_WHAT THE TASK ASKS_
Would you restate the entries below word for word, leaving out the images?

-.-.-

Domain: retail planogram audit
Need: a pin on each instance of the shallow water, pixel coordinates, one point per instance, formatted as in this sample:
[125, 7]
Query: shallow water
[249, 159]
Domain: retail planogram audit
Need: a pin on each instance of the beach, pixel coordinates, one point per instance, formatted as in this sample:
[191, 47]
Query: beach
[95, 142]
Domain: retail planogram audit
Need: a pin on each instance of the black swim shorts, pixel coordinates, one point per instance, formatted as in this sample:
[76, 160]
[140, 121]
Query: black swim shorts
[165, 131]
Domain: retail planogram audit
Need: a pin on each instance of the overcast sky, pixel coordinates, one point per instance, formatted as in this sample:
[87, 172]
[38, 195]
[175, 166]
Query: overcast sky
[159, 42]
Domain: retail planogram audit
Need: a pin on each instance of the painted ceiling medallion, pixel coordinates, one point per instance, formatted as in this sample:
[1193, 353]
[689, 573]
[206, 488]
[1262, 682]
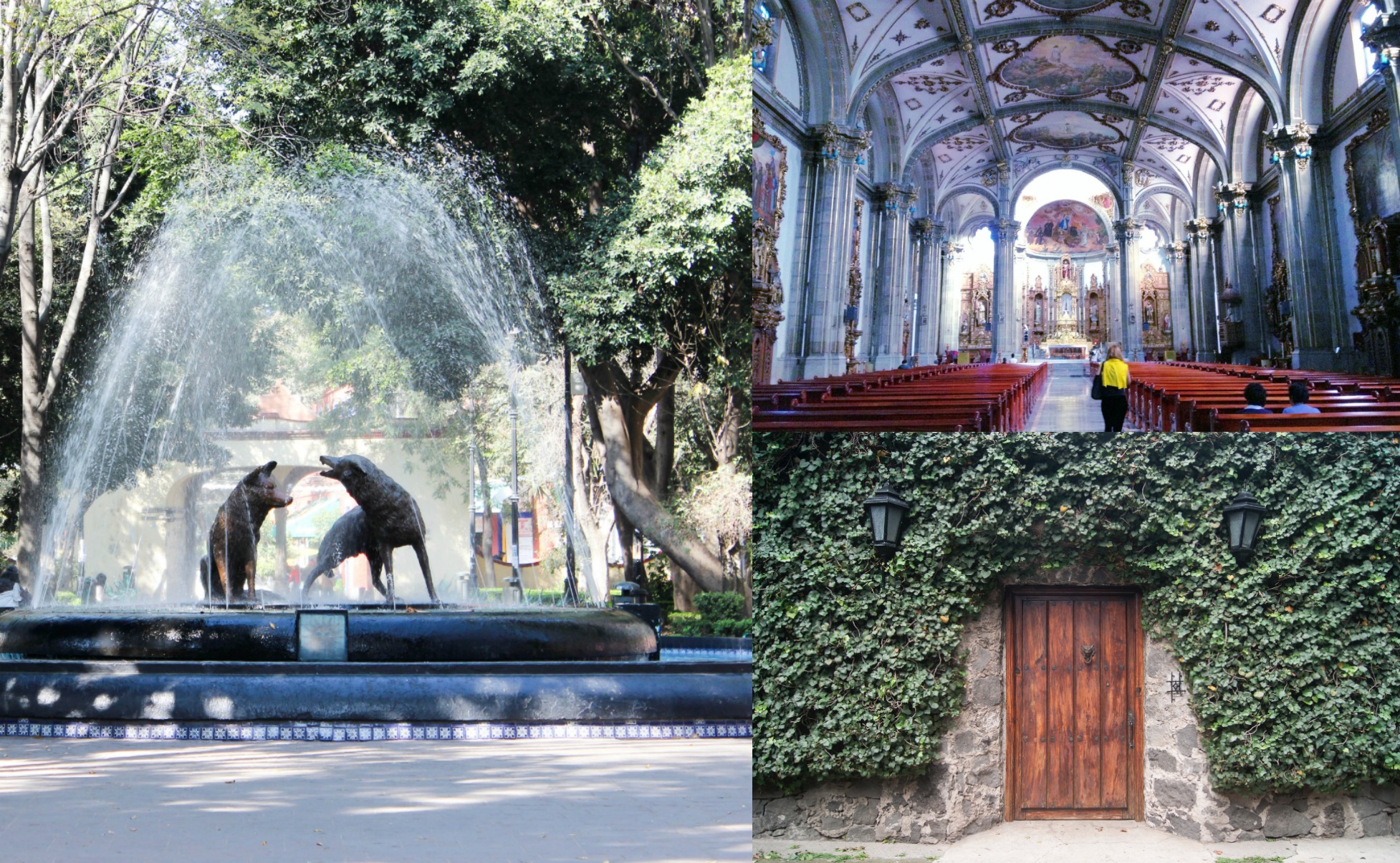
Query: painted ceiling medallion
[1065, 226]
[1067, 9]
[1065, 130]
[1067, 67]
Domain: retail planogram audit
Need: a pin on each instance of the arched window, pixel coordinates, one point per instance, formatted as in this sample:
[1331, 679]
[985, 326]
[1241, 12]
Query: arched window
[1149, 239]
[766, 29]
[1367, 60]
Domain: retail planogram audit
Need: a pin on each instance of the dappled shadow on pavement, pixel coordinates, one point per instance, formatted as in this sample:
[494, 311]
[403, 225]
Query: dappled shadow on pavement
[619, 801]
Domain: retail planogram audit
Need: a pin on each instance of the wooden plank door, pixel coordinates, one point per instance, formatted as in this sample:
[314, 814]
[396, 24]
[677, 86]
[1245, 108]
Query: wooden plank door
[1074, 728]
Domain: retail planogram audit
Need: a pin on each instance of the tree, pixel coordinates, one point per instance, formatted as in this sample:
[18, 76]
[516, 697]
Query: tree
[590, 112]
[75, 77]
[676, 244]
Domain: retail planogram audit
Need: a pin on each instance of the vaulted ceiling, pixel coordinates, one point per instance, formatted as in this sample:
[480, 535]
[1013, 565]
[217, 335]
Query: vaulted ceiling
[974, 85]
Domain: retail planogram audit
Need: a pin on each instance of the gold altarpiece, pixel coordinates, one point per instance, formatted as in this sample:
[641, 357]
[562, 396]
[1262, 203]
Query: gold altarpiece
[974, 324]
[1065, 314]
[1156, 296]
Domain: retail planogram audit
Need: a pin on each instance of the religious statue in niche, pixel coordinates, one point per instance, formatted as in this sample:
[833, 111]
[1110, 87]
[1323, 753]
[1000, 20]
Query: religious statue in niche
[976, 309]
[1156, 309]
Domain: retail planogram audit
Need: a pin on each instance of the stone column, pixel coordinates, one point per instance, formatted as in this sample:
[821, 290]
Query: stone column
[1005, 337]
[1130, 289]
[1112, 297]
[891, 301]
[1307, 252]
[822, 349]
[1241, 277]
[1204, 325]
[949, 308]
[1181, 304]
[1384, 38]
[927, 234]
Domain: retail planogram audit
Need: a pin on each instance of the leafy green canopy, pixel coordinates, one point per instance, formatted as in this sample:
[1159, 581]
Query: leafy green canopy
[519, 82]
[857, 662]
[664, 265]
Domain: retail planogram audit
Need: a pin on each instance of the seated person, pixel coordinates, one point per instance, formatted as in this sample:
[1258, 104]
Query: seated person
[1255, 399]
[1298, 395]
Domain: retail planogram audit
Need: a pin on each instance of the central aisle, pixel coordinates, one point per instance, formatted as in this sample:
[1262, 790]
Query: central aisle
[1065, 405]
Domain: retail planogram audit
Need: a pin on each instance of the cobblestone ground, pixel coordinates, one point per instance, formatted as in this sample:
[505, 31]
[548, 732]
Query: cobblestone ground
[615, 801]
[1088, 842]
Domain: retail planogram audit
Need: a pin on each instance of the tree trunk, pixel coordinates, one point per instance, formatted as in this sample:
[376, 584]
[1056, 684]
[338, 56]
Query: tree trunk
[684, 588]
[615, 418]
[31, 402]
[666, 456]
[595, 528]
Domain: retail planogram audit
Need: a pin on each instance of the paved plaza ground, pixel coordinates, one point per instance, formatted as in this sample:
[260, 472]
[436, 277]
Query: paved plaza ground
[521, 801]
[1087, 842]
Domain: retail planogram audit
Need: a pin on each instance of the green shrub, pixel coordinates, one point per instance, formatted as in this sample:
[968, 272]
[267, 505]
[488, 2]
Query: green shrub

-.-.-

_RESULT BELOW_
Domain: retail planogram audit
Need: a pin on each instance of the shallow water, pixel coordinates, one point per instance, formatted as in this sample:
[125, 7]
Query: shallow water
[249, 159]
Domain: retail planogram audit
Need: a pin on each instance of the beach, pixel coordinates, one point per instance, formatted as in this sample:
[191, 47]
Query: beach
[95, 142]
Domain: retail planogram audit
Need: a pin on each instance of the black swim shorts, pixel coordinates, one point per instance, formatted as in this sample:
[76, 160]
[140, 121]
Query: black swim shorts
[165, 131]
Domain: retail planogram audit
Need: a pin on each instance of the overcast sky, pixel coordinates, one point per instance, formatted as in this sample:
[87, 172]
[38, 195]
[175, 166]
Query: overcast sky
[159, 42]
Domain: retail planogram audit
Need: a pin on each instance of the painted ceiling medallion, pixel coordinates, one point per instance, formatted as in this sample:
[1193, 353]
[689, 573]
[206, 488]
[1262, 682]
Query: painted ceiling medallion
[1065, 226]
[1067, 9]
[1065, 130]
[1067, 67]
Domain: retail planogram audit
Need: a pin on each instance of the arched window, pixel coordinates, one point per instance, formatted as in this sample:
[1331, 679]
[985, 326]
[1241, 12]
Query: arched window
[1149, 239]
[766, 29]
[1367, 60]
Domain: retail planogram audit
Need: a pin on each instance of the dappled shadow on pavement, pixel coordinates, one point per instance, formatted as in this sample:
[494, 311]
[403, 225]
Query: dappled shadow on pavement
[619, 801]
Domain: retail planogram audit
Need: a pin on each instance of the wooden plank door, pixel coordinates, one point per instance, formatted as in this sample:
[314, 814]
[396, 24]
[677, 86]
[1245, 108]
Query: wooden plank door
[1074, 728]
Domain: retail planogram audit
Need: a pin on each instance of the tree, pixel coordinates, one point per instance, formatted as in this sample:
[18, 76]
[516, 697]
Query: tree
[590, 112]
[75, 77]
[676, 244]
Domain: retail planogram audit
Need: a pin on each instance of the vaulted ceiling, pixel coordinates, one point per instance, formatted as in this sample:
[480, 535]
[1013, 565]
[217, 335]
Query: vaulted ceiling
[974, 85]
Domain: retail planogram audit
Need: a pin on each instance of the gold altarpiece, pixel coordinates, one point per instance, formatted as in this sample:
[641, 357]
[562, 396]
[1262, 203]
Query: gold altarpiece
[974, 324]
[1065, 314]
[1156, 296]
Domain: retail planogram audit
Need: a pin on each instance of the religious statue in niche, pixel coordinates, one point per instance, formatted as in this sample:
[833, 111]
[1110, 87]
[1323, 753]
[1000, 20]
Query: religious statue in niche
[976, 309]
[1156, 309]
Domain: retail planogram audit
Need: a pin on each instance of the stone column, pixel coordinates, one point per instance, formatted as in this sample:
[821, 290]
Query: stone column
[1005, 337]
[1130, 289]
[1112, 297]
[891, 301]
[1307, 252]
[822, 349]
[1241, 277]
[1204, 325]
[949, 308]
[1181, 304]
[1384, 38]
[927, 234]
Domain: retail planogram audit
Need: a pin on each instance of the leafy green canopy, pixel coordinates, one point per instance, formatted as in this sample:
[1159, 581]
Query: leafy green canopy
[519, 82]
[857, 662]
[664, 265]
Domain: retail planogram audit
Need: a pin on each instance of the seated person, pixel coordinates, one point per instance, formatted as in this sample:
[1258, 104]
Query: seated person
[1255, 399]
[1298, 395]
Domain: retail planogram audit
Need: a pin on each instance of the central aisle, pixel coordinates, one point per instance, formatted as in this sample:
[1262, 790]
Query: central aisle
[1065, 405]
Domain: retail planogram audit
Need: a pin on each instance of the cobblestone ground, pixel coordinates, one point per instance, formatted as in this sample:
[505, 31]
[548, 732]
Query: cobblestone ground
[615, 801]
[1088, 842]
Domain: retail planogram audit
Need: a pin on each instance of the tree trunk, pixel coordinates, one point per instance, formatted as in this sample:
[376, 584]
[1056, 684]
[338, 56]
Query: tree trunk
[684, 588]
[615, 418]
[31, 402]
[666, 456]
[595, 528]
Domain: retail planogram audit
Need: a pin on each instance of the paved plaza ground, pixel coordinates, one point per instance, formatted as in this sample:
[260, 472]
[436, 277]
Query: paved plaza ground
[521, 801]
[1087, 842]
Domain: retail planogram audit
Need: a pin on each instance of the green shrub, pixel coordinates, one point per instance, formatted as in this sample:
[968, 272]
[267, 505]
[488, 2]
Query: green shrub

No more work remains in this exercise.